# Brief:
Reproduce every line of the data below word for word, without changing anything.

————

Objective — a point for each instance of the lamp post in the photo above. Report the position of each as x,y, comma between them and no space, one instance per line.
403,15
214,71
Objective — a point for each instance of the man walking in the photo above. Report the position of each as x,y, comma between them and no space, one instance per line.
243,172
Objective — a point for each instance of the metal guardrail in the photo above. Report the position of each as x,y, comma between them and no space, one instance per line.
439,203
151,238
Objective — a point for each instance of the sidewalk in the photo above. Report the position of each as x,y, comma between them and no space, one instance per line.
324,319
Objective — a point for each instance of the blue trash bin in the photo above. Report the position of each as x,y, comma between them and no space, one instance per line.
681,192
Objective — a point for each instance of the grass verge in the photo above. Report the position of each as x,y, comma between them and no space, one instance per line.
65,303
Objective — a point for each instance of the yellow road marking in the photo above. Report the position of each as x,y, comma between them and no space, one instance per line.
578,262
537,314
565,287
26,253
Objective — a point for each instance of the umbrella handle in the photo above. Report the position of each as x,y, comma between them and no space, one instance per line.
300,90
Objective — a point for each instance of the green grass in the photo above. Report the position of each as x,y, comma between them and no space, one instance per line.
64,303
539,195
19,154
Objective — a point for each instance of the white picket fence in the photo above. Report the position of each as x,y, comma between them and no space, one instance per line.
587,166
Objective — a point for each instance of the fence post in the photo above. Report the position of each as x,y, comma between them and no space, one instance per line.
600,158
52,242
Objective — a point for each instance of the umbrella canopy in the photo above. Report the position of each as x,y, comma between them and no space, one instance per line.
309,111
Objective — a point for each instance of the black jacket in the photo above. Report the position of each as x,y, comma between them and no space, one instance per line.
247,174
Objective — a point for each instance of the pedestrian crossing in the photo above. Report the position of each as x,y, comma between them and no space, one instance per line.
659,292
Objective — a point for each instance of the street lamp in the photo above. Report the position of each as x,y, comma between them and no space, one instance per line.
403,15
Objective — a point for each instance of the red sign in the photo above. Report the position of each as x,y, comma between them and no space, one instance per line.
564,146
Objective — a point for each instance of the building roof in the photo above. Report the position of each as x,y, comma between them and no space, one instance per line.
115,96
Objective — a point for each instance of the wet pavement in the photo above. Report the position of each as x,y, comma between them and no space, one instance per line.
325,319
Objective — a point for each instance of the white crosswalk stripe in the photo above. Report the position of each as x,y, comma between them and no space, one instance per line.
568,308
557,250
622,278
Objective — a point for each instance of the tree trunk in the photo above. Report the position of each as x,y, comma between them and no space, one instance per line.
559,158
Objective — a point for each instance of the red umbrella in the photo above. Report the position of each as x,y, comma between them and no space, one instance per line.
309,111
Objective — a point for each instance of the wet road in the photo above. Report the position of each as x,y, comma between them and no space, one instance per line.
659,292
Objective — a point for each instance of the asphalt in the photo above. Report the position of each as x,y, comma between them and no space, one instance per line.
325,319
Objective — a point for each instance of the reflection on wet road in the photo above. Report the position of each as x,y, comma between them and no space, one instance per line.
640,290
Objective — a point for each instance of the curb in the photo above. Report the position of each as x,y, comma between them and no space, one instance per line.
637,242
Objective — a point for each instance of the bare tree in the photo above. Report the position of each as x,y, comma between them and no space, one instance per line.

————

# Task result:
Objective — a point for each instance of the lamp post in the photo above. Report the position of each as x,y, comma between them and no space, one instance per line.
403,15
214,71
Objective — a point for each instance of the man walking in the photo above. Report the position of each as x,y, comma between them and no space, one instance per line.
243,172
Objective — a point for each instance of the metal guardrail in the photo above. Report the position of each as x,y, comma between them and no space, one instance per line.
439,203
151,238
Objective — a point for each instance of the sidewalk in the photo above. Report the position of each as x,y, comma between them and no space, one instance per line.
324,319
Objective — a point for each instance of the blue trash bin in the photo above. Report the position of each as x,y, comma between them and no space, one instance per line.
681,192
Objective — a point for each instance of the grass verge in the photo above. Report the position of each as x,y, comma between them and no space, one instance per line.
65,303
Objective — a point for each instance of the yellow road marking in the photo above. Report the position of each as x,y, comma between them and no space, one instance per line.
578,262
537,314
565,287
26,253
Objective — a point for each instance of the umbrella handle in the photo above. Report the position of each as x,y, comma between them and no space, one instance per line.
300,90
Objective — a point for each instance of the green grass in the photo above. Report the position of each as x,y, comma between them and no space, one instance per line.
64,303
539,195
19,154
Objective — a point for each instance of the white picket fence in the photo above. Report the position of each as x,y, comma between them and no space, one instance per line.
587,166
Objective — a point for each instance of the fence post in the photo above. Report the position of each as x,y, comma between them and no space, one instance per line.
600,158
52,242
Objective — a point for each instance of the umbrella canopy in the photo above. Report the position of each as x,y, comma between them and no space, one instance per line.
309,111
Objective — a point for each instance of the black jacket in the photo above. Report the position of each as x,y, comma between them and no space, one instance per line.
247,174
Objective — a point for each instance of the pedestrian crossing in the photo above. Report the position of each as x,y, comma between them and no space, one instance per line.
659,292
Objective — a point for each instance of the street lamp in the photo above. Report the position of each as x,y, comma between them and no space, one instance per line.
403,15
Objective — a point for each instance of the red sign in the photo above. Report the position of each as x,y, comma between them and no space, one instance per line.
564,146
Objective — a point for each instance of the building roof in the photo above. Report the position of each as x,y, comma between them and no space, one instance per line.
115,96
Objective — a point for each instance of the wet pavement in the photo above. Report the position of each as x,y, comma between them and no space, one instance per line.
325,319
Objective — a point for each instance of the white crosswalk stripe in the photo above. Report the position of each as x,y, comma between them and no space, one instance per line.
568,308
557,250
622,278
Objective — a point for each instance of the tree trunk in the photo above. Report the position of each as x,y, comma between them and no space, one instance per line.
559,158
Objective — a point for each instance of the red umbrella in the photo above. Report the position of each as x,y, comma between them and no space, one instance per line.
309,111
Objective — a point for each instance of the wet road in the photo above. Report the position of each as x,y, comma between them and no space, one instance per line.
659,292
Objective — a point for each instance of the asphalt in the photo above. Report the position of each as x,y, comma between them and no space, one instance per line.
325,319
Objective — a point for each instance of the reflection on wet road in the photo above. Report the position of each as x,y, comma between them and no space, one instance per line.
640,290
Objective — a point for each instance of the curb in the photo above. Report the position of each as x,y, comma between them and no space, one instance per line.
637,242
Objective — a point for each instance of the bare tree in the photo above. Report the position of each as x,y, comma between them and no space, one instance per line.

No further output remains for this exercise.